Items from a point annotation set
---+---
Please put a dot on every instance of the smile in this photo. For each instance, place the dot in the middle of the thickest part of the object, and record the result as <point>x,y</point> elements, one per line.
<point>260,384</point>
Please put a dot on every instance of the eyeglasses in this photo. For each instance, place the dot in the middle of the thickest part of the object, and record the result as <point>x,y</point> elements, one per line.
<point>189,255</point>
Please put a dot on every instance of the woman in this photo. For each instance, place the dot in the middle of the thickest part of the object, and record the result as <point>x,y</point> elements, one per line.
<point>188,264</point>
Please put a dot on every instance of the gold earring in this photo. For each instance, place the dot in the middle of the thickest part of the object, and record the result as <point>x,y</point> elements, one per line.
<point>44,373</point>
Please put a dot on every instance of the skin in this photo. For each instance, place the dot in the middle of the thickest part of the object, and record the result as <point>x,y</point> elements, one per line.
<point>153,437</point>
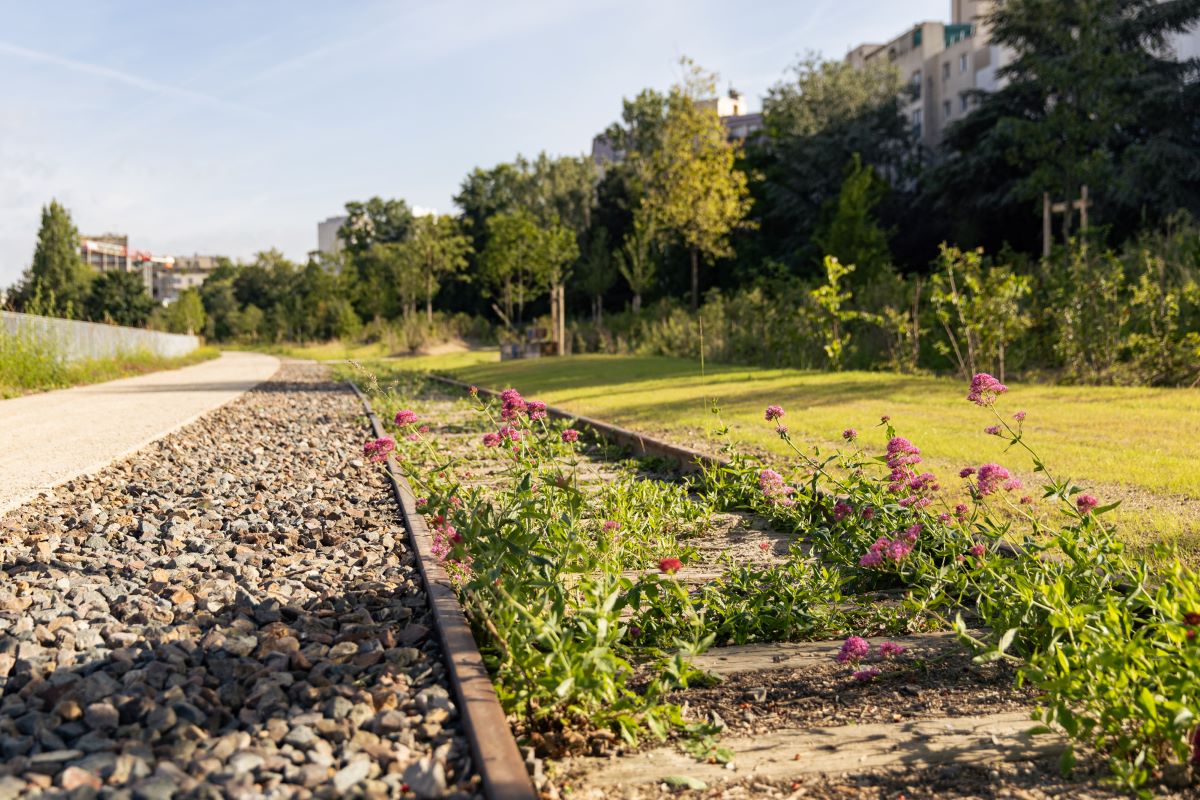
---+---
▶ [TASK BRIEF] Extract every item above, along with its answer, word for word, and leave the picture out.

▶ [COMPLETE RESPONSE]
Please put a dot on every instance of the smile in this photo. For each instance, place the dot in the middle of the thickest part of the object, and record the result as <point>x,y</point> elements, one per line.
<point>260,384</point>
Please put a dot on every instance of the eyeglasses in this photo. For each instance, place the dot in the middle of the thickest part of the object, and record the result as <point>x,y</point> elements, one per line.
<point>189,255</point>
Please put a dot on every instance of the woman in this photo. For each instance, place the dot in the middle of the thickest part of the object, and record the result as <point>x,y</point> elements, one per line.
<point>188,264</point>
Please put a dot on every instance of the gold earring in this photo. For each instance, place the dot in the middle of the thickest part of the object, and record the result as <point>x,y</point> elements, one per line.
<point>44,373</point>
Please put a dot on every instance of the skin in this photo. For each instance, place the dot in the middle of the thickest part of the object, and record the result as <point>x,y</point> elements, one per line.
<point>153,437</point>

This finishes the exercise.